**Exercise text:**
------------------------------------------------------------------------

Dmitry Leskov
 

Massively Cloning A VirtualBox VM – The Smart Way

This is a second post of a two-part series. The first part covered the creation of a VirtualBox VM with a baseline Ubuntu Server installation for the purpose of quickly setting up a series of identical VMs, e.g. to compare the performance and memory footprint characteristics of different Web stacks. Contributing to the speed of VM setup is smart cloning, which is the subject of this second post.

The Smart Way

Note that this process is optimized for the creation of multiple, nearly identical VM clones, two or more of which may then run side-by-side on a single host. If you need to clone a VM just once, or perhaps create a series of restore points without relying on VirtualBox snapshots, the official way may be the way to go, though you may still wish to clone the virtual hard disk image separately.

File names/locations and commands are valid as of Ubuntu 10.04, but may be different on other guest operating systems.

To prepare a VM for cloning, do the following (click the links to learn more about the non-obvious steps):

  1. Remove persistent network interface mappings
  2. (optional) Clean up free disk space
  3. Shutdown the VM
  4. Detach the hard disk image from the VM
  5. Compress the detached image
  6. (optional) Remove any private shared folders that get mounted automatically
  7. (optional) Place the cloning instructions in the VM description for future reference
  8. Export the VM

You will end up with an OVF file defining the VM and an archive containing its virtual hard disk image. To create a clone of such a pair, do the following:

  1. Initiate extraction of the virtual hard disk image from the archive
  2. In the meantime, import the VM from the respective OVF file, renaming it as needed
  3. Generate a new MAC address for each network adapter
  4. (optional) Define the automatically mounted private shared folders, if any
  5. Wait until virtual hard disk image extraction completes, change its UUID, and attach to the new VM
  6. Start the new VM
  7. (optional) Change any static IP addresses that the original VM had
  8. Change the host name
  9. Verify that network is working, if not, edit network interface mappings
  10. PROFIT!!!

------------------------------------------------------------------------

**Information shown:**
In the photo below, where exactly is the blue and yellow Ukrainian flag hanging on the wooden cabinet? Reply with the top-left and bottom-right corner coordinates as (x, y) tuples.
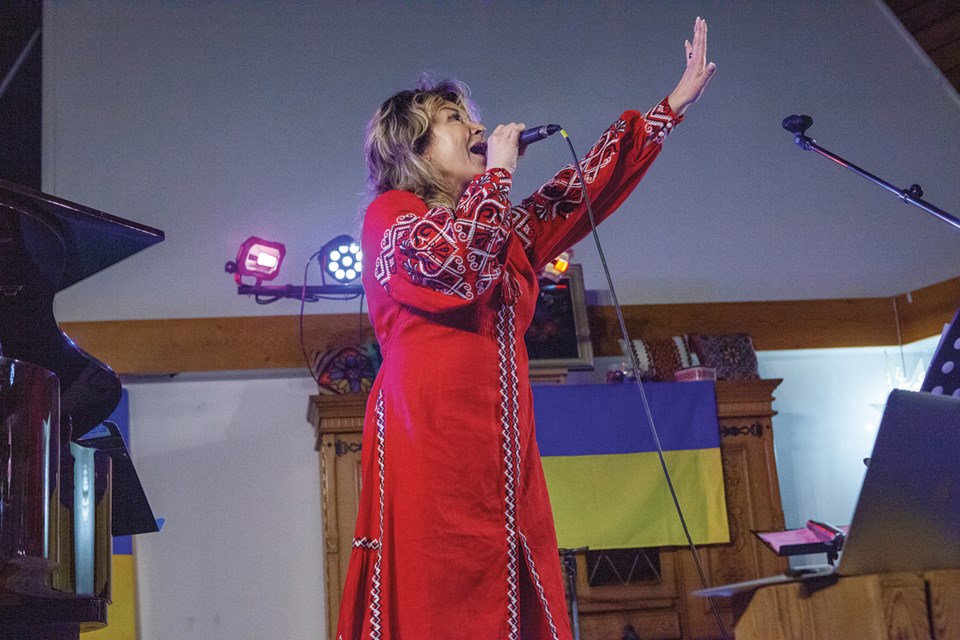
(533, 382), (730, 549)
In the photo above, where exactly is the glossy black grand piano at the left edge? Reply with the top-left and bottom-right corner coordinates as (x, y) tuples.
(0, 180), (163, 640)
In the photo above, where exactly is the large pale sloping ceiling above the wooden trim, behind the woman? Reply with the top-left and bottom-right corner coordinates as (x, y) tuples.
(43, 0), (960, 321)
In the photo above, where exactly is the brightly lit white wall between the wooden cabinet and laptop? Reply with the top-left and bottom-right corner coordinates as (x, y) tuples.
(758, 337), (938, 532)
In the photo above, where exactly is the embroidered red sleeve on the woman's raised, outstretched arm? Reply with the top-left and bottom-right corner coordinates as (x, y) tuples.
(510, 98), (683, 270)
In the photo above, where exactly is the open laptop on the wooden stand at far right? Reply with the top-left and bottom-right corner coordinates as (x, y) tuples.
(693, 389), (960, 597)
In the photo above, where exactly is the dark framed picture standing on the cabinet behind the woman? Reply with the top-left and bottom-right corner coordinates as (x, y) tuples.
(523, 264), (593, 370)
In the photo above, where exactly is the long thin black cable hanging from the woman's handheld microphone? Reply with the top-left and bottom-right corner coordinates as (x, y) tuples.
(560, 128), (730, 640)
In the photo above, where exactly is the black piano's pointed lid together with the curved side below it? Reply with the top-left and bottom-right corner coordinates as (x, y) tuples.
(0, 181), (163, 439)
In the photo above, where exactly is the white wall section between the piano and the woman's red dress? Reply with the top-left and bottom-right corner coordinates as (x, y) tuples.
(125, 373), (326, 640)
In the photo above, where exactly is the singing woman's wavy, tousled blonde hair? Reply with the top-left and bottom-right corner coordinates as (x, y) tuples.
(364, 75), (479, 207)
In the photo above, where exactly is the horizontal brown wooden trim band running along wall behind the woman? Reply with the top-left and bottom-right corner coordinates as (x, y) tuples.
(62, 277), (960, 375)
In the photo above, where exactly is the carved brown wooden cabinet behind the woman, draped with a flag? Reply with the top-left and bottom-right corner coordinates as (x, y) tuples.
(308, 380), (787, 640)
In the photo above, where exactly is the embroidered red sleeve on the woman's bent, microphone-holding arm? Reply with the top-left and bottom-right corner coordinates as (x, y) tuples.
(364, 169), (512, 313)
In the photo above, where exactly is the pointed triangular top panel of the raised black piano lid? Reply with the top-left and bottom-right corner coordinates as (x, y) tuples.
(0, 180), (163, 291)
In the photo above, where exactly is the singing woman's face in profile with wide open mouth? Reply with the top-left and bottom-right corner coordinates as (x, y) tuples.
(423, 102), (487, 197)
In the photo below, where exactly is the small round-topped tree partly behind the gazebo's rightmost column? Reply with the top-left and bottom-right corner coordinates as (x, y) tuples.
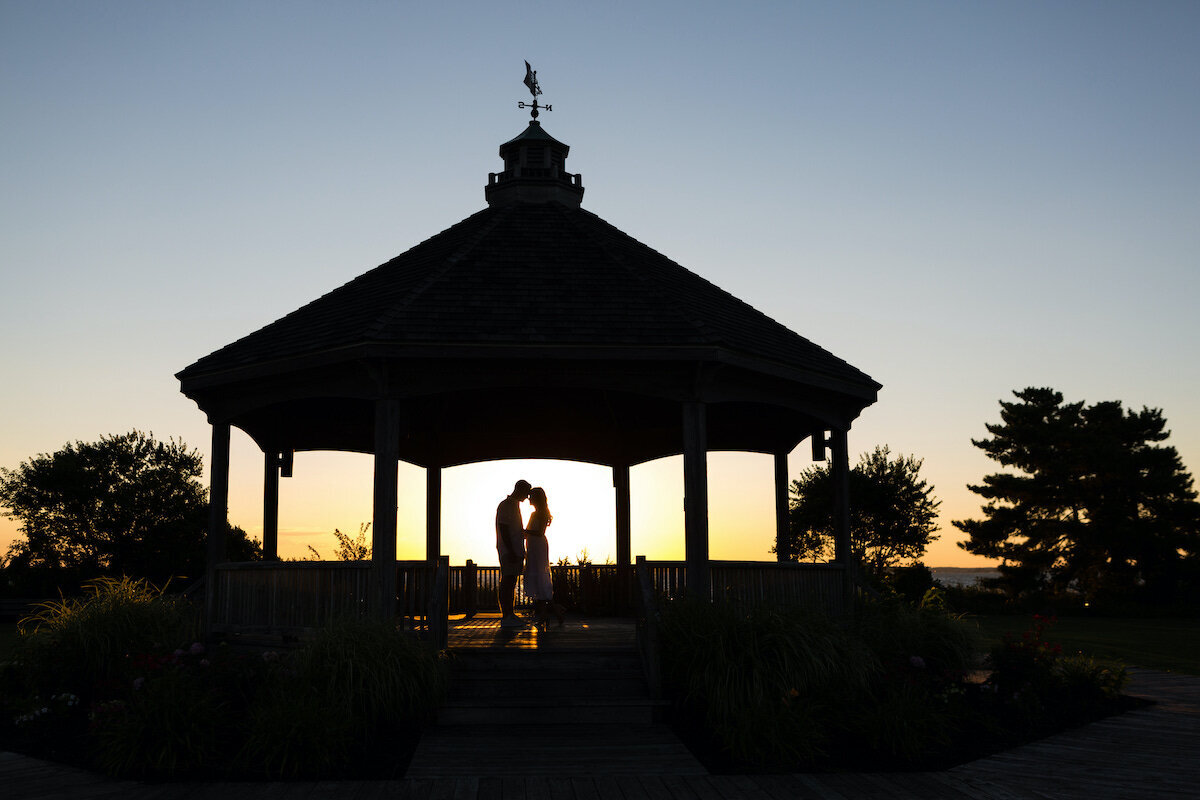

------------------------------------------------------------------------

**What the exercise asks:** Rewrite the VM cloning article between "1. Initiate extraction" and "10. PROFIT!!!", inclusive, with "network adapter" changed to "network interface card".

**Result:**
1. Initiate extraction of the virtual hard disk image from the archive
  2. In the meantime, import the VM from the respective OVF file, renaming it as needed
  3. Generate a new MAC address for each network interface card
  4. (optional) Define the automatically mounted private shared folders, if any
  5. Wait until virtual hard disk image extraction completes, change its UUID, and attach to the new VM
  6. Start the new VM
  7. (optional) Change any static IP addresses that the original VM had
  8. Change the host name
  9. Verify that network is working, if not, edit network interface mappings
  10. PROFIT!!!